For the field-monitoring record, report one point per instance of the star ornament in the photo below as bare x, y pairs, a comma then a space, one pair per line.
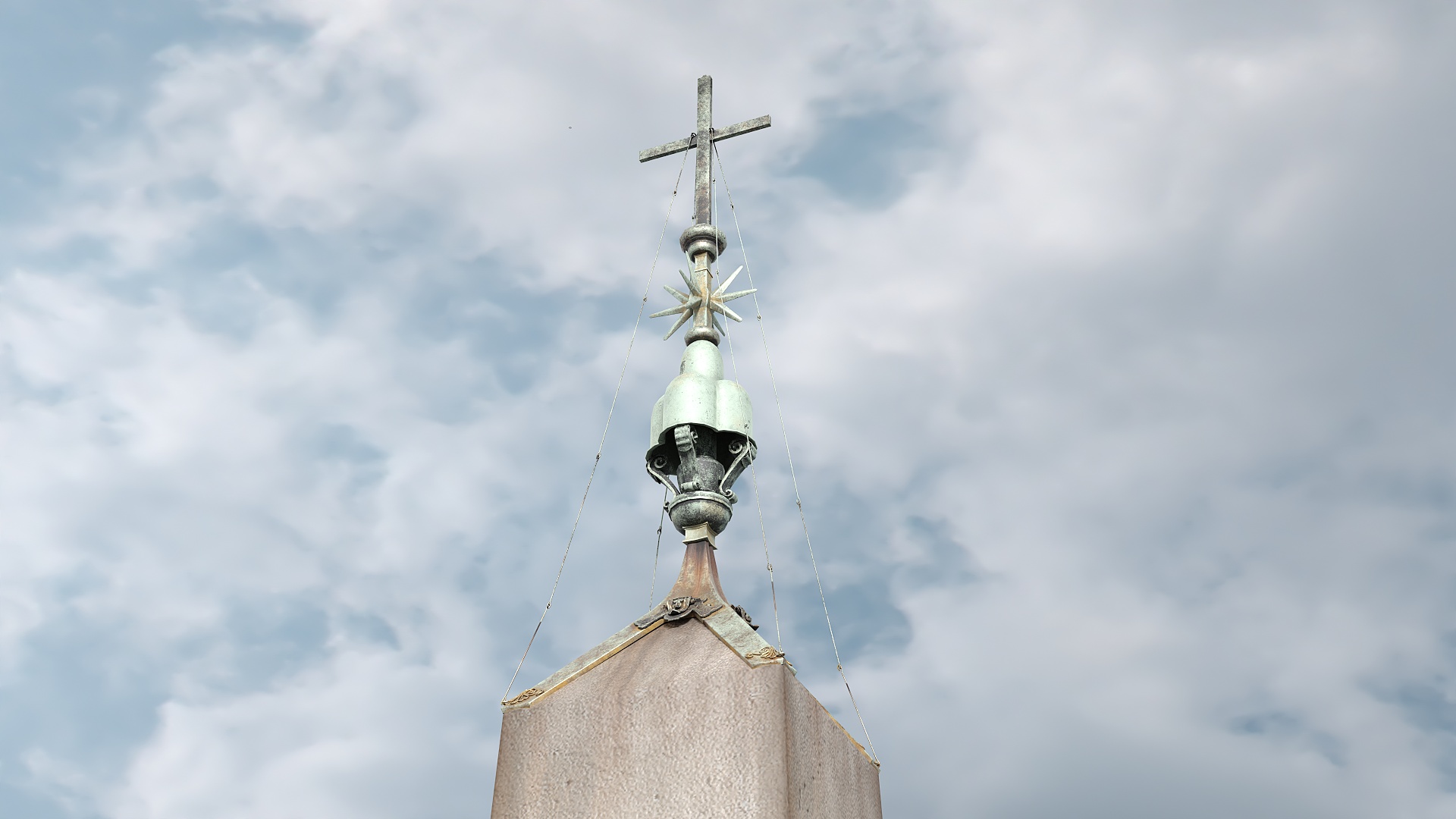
693, 300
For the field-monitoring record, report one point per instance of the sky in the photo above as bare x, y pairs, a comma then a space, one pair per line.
1111, 338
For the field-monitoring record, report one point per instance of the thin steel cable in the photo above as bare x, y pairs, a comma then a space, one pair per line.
783, 428
607, 426
651, 592
753, 471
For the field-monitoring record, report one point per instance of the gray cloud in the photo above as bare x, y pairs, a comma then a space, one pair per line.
1111, 344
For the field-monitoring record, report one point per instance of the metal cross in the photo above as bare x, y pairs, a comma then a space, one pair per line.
702, 242
704, 139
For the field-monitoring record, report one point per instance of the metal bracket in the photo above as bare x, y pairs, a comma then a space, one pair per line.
686, 457
679, 608
746, 457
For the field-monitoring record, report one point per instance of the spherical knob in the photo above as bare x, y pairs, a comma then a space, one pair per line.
701, 238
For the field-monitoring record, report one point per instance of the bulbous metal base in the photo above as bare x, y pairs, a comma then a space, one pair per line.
695, 509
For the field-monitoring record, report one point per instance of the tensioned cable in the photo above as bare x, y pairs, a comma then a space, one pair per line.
804, 522
651, 592
753, 472
607, 426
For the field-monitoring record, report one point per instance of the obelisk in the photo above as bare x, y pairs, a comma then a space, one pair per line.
686, 711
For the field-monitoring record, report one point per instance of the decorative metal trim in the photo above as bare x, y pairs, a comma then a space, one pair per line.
523, 697
679, 608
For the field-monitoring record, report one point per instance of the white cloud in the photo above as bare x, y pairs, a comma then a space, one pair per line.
1117, 398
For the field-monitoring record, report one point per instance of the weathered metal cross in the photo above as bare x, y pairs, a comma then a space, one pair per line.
702, 242
704, 139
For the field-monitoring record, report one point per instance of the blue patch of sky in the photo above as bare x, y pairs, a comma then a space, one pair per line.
867, 156
274, 639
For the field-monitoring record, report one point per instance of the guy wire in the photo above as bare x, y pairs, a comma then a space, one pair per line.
799, 502
607, 426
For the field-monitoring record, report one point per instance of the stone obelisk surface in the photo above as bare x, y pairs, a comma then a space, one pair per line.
686, 711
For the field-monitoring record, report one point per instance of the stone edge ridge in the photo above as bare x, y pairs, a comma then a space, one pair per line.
726, 624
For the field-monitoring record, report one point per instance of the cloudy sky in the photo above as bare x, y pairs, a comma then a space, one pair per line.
1112, 340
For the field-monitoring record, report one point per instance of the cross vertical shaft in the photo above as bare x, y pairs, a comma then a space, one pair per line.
704, 188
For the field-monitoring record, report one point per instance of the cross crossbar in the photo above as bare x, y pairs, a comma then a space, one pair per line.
720, 134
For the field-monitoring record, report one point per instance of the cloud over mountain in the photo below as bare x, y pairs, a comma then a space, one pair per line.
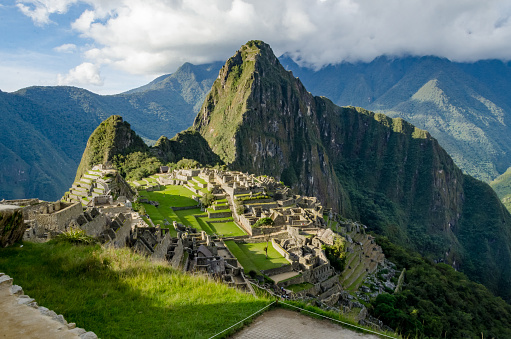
☆ ☆ ☆
Collect every line in the entries above that contains the word "obelisk". Treat uppercase and lowercase as different.

OUTPUT:
For the field-monitoring record, report one point per instance of the obelisk in the photo above as bare x, y pairs, a comma then a space, one pair per line.
For the field-monitoring record, report one point per instance of the stone obelisk surface in the photo above as bare x, y pairs, a comma then a space, one pair per line.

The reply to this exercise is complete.